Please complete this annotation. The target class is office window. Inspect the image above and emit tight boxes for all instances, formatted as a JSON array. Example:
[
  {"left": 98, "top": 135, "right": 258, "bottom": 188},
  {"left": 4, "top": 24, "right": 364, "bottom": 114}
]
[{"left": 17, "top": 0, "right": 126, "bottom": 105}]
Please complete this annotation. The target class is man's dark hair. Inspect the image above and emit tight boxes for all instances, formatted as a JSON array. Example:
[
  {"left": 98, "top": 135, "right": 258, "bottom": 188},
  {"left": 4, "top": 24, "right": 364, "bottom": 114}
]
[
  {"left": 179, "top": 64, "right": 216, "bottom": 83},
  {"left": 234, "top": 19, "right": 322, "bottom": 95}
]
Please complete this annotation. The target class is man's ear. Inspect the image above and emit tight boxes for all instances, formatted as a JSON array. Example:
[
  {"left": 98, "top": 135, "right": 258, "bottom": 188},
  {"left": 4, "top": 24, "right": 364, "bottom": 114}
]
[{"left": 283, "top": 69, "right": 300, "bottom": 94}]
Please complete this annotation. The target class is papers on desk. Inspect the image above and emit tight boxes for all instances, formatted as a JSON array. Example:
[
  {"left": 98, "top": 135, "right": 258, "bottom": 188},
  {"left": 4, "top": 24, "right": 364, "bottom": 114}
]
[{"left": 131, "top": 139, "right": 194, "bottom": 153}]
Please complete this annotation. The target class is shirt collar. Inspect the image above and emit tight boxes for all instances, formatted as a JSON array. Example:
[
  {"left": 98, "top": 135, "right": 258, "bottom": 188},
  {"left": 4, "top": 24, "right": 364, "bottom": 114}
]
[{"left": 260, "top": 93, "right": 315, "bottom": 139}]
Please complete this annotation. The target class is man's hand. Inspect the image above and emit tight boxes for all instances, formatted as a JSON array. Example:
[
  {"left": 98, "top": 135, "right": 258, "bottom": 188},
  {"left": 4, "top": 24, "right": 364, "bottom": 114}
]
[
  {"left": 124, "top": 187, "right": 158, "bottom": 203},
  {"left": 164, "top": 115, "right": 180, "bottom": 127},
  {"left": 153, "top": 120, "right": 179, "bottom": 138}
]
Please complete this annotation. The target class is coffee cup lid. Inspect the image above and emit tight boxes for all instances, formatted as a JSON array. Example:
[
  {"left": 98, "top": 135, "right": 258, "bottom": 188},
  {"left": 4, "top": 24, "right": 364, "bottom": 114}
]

--- --- ---

▶ _STATED GOAL_: Rewrite all the items above, substituting "snug bounding boxes" for each occurrence of "tight boxes" and leaving every other word unchanged.

▶ _WORKED SOLUTION_:
Please complete this annotation. The target class is office window. Inspect the image above and emit snug bounding boxes for all instances, formatted as a JSON array. Example:
[
  {"left": 98, "top": 135, "right": 258, "bottom": 188},
  {"left": 4, "top": 24, "right": 364, "bottom": 114}
]
[{"left": 17, "top": 0, "right": 126, "bottom": 105}]
Please complete this annotation. The target class is man's dark hair. Inspect the image above and emit snug bounding boxes for all instances, formatted as a JSON array. Example:
[
  {"left": 98, "top": 135, "right": 258, "bottom": 188},
  {"left": 4, "top": 24, "right": 364, "bottom": 114}
]
[
  {"left": 179, "top": 64, "right": 216, "bottom": 83},
  {"left": 234, "top": 19, "right": 322, "bottom": 95}
]
Please complete this annotation. The target class is man's ear. Inspect the image above and emit snug bounding boxes for all instances, formatted as a JSON array. Example:
[
  {"left": 98, "top": 135, "right": 258, "bottom": 188},
  {"left": 4, "top": 24, "right": 364, "bottom": 114}
]
[{"left": 283, "top": 69, "right": 300, "bottom": 94}]
Please complete this annotation. The target class is papers on desk. Inspect the image above and emit snug bounding boxes for all instances, formatted as a JSON array. Example:
[
  {"left": 98, "top": 135, "right": 258, "bottom": 188},
  {"left": 4, "top": 24, "right": 364, "bottom": 114}
]
[{"left": 131, "top": 139, "right": 194, "bottom": 153}]
Please complete this annotation. The target class is shirt collar. Inspect the image above and emit snug bounding boxes for all instances, formatted as a JSON array. Example:
[
  {"left": 98, "top": 135, "right": 258, "bottom": 188},
  {"left": 4, "top": 24, "right": 364, "bottom": 114}
]
[{"left": 260, "top": 93, "right": 315, "bottom": 139}]
Please complete this annotation. The target class is man's hand. Inspect the image above and emit snug bounding boxes for all instances, formatted as a JSON array. Example:
[
  {"left": 98, "top": 135, "right": 258, "bottom": 188},
  {"left": 4, "top": 24, "right": 364, "bottom": 114}
]
[
  {"left": 124, "top": 187, "right": 158, "bottom": 203},
  {"left": 164, "top": 115, "right": 180, "bottom": 127},
  {"left": 153, "top": 120, "right": 179, "bottom": 138}
]
Please complete this annotation. The target class is coffee cup lid. Inspect the image above and emit snug bounding boxes for all instances, formatted as a JSON array. Example:
[
  {"left": 98, "top": 135, "right": 258, "bottom": 188},
  {"left": 4, "top": 24, "right": 364, "bottom": 114}
]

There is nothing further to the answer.